Verse 14 is the hardest word in this chapter, and Targum Pseudo-Jonathan does not round its edges. The uncircumcised male — unless he have someone to circumcise him — shall be cut off from his people. He hath, the Targum says, made My covenant to pass away.

Two phrases do the work. The first — unless he have someone to circumcise him — echoes the accommodation for the orphan from verse 10 (Genesis 17:10). The Torah, through the Targum, keeps insisting that failure of access is not the same as refusal. A Jewish boy who cannot perform the mitzvah because no one is there to perform it for him is not counted as having broken the covenant. The community has an obligation to find him.

The second phrase — he hath made My covenant to pass away — is the indictment against genuine refusal. The verb is active. The uncircumcised Jew who could have been brought into the sign, and whose elders could have brought him, and who was simply allowed to grow past childhood outside the covenant, has not merely missed a ritual. He has undone something that should still have been standing.

The Maggid hears both the mercy and the warning. Missing the mitzvah by circumstance: forgivable, fixable, still inside the family. Discarding the mitzvah by neglect: you are the one who walked out of the circle (Genesis 17:14). Judaism is generous about accident and severe about indifference. The covenant cannot be voided by fate. Only by choice.
---
■ Task item A
Return the part of the passage on verse 14 that opens with the words containing "Two phrases do" and closes with "have been standing.".
■ Task item B
For each statement, answer yes or no on whether it agrees with the passage on verse 14, and quote the words from it that settle the answer. (i) A boy who has no one to circumcise him is counted as having broken the covenant. (ii) In the phrase about making the covenant pass away, the verb is active. (iii) The covenant can be voided by fate.
---
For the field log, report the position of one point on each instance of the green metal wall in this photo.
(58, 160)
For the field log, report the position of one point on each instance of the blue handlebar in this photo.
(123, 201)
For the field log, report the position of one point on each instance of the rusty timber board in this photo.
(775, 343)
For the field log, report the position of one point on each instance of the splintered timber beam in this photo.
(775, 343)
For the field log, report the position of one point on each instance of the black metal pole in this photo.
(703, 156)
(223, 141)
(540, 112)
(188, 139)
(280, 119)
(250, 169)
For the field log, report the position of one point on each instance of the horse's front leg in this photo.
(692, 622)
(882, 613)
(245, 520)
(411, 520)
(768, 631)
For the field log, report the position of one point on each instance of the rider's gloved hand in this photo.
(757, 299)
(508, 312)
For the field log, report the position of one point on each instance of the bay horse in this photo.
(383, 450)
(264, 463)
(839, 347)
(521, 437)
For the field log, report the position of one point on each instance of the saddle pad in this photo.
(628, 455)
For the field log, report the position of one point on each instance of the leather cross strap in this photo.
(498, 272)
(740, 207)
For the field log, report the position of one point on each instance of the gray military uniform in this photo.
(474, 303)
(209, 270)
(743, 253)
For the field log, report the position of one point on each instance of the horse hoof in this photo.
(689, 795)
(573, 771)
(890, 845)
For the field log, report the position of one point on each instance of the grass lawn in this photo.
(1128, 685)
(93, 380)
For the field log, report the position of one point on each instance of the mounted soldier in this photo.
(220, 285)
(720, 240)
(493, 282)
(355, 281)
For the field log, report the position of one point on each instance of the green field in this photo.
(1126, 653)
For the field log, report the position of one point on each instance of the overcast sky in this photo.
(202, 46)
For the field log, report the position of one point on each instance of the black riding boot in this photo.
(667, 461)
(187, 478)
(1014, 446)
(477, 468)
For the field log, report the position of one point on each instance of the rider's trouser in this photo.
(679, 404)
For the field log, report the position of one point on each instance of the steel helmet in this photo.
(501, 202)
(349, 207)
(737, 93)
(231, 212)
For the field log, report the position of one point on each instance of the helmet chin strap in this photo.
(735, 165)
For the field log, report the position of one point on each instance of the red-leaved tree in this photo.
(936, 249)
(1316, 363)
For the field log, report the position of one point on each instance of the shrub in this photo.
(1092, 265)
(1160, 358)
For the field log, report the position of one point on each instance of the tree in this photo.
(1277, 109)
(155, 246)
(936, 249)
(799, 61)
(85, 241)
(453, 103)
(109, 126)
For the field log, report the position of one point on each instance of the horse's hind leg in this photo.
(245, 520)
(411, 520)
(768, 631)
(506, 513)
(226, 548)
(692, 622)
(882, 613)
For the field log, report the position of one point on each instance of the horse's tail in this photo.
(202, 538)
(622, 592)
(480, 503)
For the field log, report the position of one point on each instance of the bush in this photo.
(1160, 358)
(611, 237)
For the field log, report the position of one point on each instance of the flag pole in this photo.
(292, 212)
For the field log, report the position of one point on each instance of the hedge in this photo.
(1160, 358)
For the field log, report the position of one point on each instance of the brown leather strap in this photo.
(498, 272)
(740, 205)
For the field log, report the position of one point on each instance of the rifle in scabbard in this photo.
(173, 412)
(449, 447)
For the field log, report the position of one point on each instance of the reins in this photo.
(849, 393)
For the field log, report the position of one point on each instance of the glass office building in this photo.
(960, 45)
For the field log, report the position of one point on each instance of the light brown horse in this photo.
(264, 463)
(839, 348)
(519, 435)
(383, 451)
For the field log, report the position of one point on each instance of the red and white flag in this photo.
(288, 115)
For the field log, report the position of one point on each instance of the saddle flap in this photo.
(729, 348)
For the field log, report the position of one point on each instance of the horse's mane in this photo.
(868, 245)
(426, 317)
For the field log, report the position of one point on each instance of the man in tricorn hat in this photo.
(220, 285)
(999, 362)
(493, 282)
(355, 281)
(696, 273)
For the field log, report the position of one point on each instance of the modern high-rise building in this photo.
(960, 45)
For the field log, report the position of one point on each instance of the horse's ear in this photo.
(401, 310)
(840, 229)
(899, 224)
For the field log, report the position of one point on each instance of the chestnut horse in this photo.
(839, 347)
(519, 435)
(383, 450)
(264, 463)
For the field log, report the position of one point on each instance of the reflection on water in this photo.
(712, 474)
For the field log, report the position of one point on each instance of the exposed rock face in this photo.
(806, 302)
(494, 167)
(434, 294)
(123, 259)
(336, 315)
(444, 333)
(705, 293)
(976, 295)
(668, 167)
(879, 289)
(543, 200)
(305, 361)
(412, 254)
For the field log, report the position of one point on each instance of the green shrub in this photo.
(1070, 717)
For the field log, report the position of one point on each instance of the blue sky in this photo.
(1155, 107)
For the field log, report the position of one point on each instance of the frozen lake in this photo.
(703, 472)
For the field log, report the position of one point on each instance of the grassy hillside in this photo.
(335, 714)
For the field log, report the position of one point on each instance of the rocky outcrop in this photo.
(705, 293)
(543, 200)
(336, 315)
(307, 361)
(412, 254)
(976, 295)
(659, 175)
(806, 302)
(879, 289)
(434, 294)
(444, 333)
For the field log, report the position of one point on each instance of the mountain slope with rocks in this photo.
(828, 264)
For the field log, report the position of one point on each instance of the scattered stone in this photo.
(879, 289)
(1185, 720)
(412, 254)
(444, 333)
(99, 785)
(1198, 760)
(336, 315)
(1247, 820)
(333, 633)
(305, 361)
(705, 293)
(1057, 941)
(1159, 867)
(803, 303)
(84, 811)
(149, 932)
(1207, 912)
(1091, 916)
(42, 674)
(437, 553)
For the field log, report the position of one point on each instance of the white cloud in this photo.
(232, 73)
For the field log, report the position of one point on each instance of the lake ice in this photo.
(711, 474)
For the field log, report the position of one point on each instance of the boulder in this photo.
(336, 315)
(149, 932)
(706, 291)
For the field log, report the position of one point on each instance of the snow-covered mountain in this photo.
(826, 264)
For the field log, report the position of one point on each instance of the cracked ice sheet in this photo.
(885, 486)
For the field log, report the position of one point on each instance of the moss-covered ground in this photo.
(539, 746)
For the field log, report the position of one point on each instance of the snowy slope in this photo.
---
■ Answer box A
Two phrases do the work. The first — unless he have someone to circumcise him — echoes the accommodation for the orphan from verse 10 (Genesis 17:10). The Torah, through the Targum, keeps insisting that failure of access is not the same as refusal. A Jewish boy who cannot perform the mitzvah because no one is there to perform it for him is not counted as having broken the covenant. The community has an obligation to find him.

The second phrase — he hath made My covenant to pass away — is the indictment against genuine refusal. The verb is active. The uncircumcised Jew who could have been brought into the sign, and whose elders could have brought him, and who was simply allowed to grow past childhood outside the covenant, has not merely missed a ritual. He has undone something that should still have been standing.

■ Answer box B
(i) No: "is not counted as having broken the covenant."
(ii) Yes: "The verb is active."
(iii) No: "The covenant cannot be voided by fate."